Listed records:
:::

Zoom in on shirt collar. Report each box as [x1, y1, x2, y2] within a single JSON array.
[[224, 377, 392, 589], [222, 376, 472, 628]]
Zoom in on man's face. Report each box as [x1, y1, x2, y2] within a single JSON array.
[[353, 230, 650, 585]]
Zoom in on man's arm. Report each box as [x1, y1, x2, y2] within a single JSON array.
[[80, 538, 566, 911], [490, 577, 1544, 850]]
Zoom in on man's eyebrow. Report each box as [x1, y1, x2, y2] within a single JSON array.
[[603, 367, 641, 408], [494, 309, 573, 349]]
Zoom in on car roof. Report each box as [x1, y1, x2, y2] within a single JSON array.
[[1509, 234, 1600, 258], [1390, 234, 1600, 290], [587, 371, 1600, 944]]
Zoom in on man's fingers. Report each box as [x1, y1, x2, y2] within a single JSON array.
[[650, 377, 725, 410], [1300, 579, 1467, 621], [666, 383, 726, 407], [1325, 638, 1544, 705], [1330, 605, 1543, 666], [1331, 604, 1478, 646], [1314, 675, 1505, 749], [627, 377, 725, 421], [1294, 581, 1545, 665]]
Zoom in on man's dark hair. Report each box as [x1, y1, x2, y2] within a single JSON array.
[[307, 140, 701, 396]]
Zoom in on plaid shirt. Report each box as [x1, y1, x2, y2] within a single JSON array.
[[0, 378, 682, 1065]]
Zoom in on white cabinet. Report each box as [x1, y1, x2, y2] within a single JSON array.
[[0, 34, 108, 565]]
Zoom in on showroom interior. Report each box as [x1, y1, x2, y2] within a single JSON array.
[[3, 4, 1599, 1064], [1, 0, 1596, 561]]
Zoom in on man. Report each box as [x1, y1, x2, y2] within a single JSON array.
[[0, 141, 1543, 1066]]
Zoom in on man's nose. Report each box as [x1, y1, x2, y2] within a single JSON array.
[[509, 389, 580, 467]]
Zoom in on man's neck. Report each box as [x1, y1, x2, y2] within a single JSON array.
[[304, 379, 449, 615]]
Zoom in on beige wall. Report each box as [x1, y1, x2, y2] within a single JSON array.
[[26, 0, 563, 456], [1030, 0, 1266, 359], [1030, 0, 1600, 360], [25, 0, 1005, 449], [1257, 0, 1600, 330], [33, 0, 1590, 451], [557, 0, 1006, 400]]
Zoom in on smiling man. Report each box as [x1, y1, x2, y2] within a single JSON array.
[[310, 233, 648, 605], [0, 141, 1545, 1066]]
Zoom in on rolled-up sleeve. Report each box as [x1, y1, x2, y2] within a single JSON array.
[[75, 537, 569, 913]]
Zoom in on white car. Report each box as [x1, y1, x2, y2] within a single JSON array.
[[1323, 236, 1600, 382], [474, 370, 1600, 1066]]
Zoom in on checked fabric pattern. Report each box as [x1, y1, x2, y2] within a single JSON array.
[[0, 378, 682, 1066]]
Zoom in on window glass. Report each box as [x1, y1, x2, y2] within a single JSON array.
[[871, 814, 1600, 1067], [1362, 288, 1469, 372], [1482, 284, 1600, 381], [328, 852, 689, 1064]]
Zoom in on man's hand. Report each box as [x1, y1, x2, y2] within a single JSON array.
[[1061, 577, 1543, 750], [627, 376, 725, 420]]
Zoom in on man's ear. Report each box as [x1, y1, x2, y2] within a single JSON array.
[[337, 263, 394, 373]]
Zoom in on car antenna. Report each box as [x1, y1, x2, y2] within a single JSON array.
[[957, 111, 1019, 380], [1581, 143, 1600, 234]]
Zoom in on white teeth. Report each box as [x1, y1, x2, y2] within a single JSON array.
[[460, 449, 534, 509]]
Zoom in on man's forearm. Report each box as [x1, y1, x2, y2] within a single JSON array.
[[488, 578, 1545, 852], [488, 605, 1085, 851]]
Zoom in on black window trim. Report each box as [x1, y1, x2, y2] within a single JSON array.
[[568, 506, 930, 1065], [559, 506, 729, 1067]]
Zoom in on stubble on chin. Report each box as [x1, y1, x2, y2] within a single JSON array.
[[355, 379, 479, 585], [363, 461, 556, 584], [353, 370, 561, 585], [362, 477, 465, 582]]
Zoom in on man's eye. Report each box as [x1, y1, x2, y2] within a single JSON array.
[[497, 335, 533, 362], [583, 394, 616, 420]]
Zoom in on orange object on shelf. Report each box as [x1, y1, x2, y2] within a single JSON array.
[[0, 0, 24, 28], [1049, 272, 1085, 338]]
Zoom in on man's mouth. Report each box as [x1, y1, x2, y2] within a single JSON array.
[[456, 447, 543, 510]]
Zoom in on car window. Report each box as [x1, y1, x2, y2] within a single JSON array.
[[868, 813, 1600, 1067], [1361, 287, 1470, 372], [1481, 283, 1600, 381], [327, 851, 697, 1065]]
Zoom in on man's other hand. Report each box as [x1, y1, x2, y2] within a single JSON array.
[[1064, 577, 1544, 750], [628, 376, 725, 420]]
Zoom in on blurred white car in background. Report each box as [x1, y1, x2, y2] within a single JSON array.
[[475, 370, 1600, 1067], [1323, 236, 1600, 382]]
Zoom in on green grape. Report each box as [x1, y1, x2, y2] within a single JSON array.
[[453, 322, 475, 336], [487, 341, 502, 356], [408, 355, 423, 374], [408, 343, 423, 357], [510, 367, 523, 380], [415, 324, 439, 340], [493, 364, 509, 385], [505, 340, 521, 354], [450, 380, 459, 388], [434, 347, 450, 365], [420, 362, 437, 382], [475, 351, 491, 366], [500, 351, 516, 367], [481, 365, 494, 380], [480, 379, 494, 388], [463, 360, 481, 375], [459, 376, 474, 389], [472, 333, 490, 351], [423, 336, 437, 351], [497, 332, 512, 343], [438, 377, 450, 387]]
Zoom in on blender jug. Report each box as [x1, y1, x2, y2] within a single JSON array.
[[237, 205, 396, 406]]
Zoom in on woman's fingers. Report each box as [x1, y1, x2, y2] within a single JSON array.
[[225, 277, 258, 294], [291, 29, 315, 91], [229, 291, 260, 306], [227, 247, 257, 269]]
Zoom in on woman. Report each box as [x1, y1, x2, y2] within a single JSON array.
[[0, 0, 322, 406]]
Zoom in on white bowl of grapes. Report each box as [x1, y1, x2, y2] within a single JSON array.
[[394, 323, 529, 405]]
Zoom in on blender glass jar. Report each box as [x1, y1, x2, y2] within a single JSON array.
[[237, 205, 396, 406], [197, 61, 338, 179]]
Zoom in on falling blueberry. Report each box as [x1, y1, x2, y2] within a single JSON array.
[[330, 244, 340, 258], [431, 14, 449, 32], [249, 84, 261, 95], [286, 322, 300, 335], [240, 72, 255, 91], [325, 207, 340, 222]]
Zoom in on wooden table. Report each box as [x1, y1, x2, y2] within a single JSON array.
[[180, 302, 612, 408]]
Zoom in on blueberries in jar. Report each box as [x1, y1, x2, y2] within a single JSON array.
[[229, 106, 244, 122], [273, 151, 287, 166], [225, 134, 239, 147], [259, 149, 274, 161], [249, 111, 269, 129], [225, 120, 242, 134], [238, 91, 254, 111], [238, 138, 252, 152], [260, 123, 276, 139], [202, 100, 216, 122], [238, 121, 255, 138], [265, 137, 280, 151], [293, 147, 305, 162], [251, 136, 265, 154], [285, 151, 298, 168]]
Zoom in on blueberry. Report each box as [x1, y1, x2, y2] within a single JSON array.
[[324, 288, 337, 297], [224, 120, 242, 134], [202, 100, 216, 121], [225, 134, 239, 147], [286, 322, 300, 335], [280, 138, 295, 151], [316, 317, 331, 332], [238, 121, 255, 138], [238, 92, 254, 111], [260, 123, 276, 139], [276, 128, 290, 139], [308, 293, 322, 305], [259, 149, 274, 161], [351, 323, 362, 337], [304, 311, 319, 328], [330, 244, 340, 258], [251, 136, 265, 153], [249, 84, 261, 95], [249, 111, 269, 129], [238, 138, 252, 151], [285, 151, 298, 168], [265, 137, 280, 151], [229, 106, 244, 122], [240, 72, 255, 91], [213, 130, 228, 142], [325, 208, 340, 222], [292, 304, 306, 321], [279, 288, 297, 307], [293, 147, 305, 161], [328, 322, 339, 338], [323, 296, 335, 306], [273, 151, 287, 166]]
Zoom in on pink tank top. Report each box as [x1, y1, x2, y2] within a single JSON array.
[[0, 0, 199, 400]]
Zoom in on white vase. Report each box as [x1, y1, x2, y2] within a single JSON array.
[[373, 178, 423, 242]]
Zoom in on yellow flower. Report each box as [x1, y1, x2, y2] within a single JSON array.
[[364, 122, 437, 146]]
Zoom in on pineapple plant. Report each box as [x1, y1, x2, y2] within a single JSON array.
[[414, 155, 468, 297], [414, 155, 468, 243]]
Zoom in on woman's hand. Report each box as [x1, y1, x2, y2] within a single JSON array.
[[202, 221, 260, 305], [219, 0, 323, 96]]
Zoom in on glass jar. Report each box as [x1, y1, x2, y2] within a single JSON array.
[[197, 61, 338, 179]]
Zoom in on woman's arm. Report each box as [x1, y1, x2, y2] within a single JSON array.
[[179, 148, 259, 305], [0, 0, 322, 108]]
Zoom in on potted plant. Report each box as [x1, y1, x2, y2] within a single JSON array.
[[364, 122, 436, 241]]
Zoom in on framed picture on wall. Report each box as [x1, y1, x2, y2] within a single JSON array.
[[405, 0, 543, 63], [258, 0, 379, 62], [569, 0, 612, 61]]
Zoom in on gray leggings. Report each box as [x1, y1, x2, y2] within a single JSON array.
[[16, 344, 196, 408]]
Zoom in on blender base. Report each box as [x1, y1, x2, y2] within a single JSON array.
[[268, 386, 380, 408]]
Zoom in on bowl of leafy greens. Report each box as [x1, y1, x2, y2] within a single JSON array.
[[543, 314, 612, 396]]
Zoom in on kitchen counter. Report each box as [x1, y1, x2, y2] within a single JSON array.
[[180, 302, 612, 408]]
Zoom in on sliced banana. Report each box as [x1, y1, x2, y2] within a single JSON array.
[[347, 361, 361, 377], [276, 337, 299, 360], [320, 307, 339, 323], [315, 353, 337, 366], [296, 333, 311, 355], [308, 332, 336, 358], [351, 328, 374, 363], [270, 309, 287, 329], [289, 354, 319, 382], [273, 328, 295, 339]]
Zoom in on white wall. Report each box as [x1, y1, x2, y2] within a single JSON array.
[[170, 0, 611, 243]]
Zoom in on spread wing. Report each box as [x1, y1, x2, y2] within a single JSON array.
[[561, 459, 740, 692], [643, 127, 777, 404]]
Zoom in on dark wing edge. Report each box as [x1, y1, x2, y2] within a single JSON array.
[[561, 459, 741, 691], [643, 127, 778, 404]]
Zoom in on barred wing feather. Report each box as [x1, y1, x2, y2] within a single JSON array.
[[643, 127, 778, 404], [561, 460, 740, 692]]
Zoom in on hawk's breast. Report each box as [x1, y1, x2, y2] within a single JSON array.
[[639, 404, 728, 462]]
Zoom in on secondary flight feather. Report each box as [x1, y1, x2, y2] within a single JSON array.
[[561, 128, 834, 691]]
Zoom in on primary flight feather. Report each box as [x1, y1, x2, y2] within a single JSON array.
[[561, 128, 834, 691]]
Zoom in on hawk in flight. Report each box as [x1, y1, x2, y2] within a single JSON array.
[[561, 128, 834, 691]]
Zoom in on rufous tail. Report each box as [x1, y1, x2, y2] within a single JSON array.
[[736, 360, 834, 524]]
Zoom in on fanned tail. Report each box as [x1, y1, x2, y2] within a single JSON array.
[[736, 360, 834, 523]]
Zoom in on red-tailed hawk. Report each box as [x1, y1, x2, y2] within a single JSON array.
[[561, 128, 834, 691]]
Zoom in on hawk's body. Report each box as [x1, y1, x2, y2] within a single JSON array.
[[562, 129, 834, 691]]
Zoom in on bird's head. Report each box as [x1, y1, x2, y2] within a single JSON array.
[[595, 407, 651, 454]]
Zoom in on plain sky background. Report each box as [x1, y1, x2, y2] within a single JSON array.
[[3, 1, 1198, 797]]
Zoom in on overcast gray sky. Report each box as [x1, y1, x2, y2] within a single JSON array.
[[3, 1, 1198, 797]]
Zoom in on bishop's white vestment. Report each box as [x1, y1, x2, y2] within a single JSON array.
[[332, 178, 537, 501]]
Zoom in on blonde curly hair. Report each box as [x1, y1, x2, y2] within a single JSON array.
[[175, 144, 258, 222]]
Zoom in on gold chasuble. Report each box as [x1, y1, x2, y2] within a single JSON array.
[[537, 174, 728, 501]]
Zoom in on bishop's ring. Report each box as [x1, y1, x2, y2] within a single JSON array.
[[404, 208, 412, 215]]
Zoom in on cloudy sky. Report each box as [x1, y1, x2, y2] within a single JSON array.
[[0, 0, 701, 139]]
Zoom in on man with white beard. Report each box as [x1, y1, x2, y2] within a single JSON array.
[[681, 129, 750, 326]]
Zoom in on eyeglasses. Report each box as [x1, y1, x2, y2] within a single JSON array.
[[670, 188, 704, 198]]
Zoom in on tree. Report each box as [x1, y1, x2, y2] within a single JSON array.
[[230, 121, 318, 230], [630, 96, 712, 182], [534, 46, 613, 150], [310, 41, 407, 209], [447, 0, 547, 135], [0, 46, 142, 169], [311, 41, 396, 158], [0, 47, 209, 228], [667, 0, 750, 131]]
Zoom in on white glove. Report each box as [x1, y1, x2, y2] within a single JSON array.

:::

Task brief:
Every line from the one that contains "Zoom in on red-tailed" down to and including the last line of the records above must be set down exactly, with nothing else.

Response area:
Zoom in on red-tailed hawk. Report each box as [x1, y1, x2, y2] within a single JSON array.
[[561, 128, 834, 691]]
Zoom in on hawk's body. Report each box as [x1, y1, x2, y2] within a single JSON array.
[[562, 129, 834, 691]]
Zoom in on bird's head. Report each box as [x1, y1, x2, y2] within a single JSON array.
[[595, 407, 651, 454]]
Zoom in on plain sky background. Report each box as [x1, y1, x2, y2] within a single JSON array.
[[3, 1, 1198, 797]]
Zoom in on overcast gray sky. Report each box as [x1, y1, x2, y2] within a single JSON array.
[[3, 1, 1198, 797]]
Zoom in on bishop's white vestment. Report each box as [x1, y1, x2, y2] within a single JSON array.
[[332, 178, 537, 501]]
Zoom in on blonde curly hair. Report each box as [x1, y1, x2, y2] within a single JSON array.
[[175, 144, 258, 222]]
Zoom in on gold chasuble. Report each box as [x1, y1, x2, y2] within a single JSON array.
[[537, 174, 728, 501]]
Zoom in on bishop's ring. Report each box as [x1, y1, x2, y2] within a single JSON array.
[[404, 208, 412, 215]]
Zoom in on cloudy sky. Report each box as [x1, y1, x2, y2] within a single JSON array.
[[0, 0, 701, 139]]
Zoom in on man with white beard. Report each box as [x1, y1, x2, y2] within a single JSON array.
[[681, 129, 750, 326]]
Zoom in on eyeglasses. Report each box as [x1, y1, x2, y2] within a single JSON array.
[[670, 188, 704, 198]]
Zoom in on tree. Report each box as [x1, y1, x2, y2] within a single JSON array.
[[230, 121, 318, 230], [630, 96, 712, 182], [534, 46, 613, 150], [310, 41, 407, 209], [447, 0, 547, 135], [0, 46, 142, 169], [311, 41, 396, 158], [0, 47, 209, 228], [667, 0, 750, 131]]
Zoom in on white glove. Report each box as [x1, y1, x2, y2] within a single JSON array.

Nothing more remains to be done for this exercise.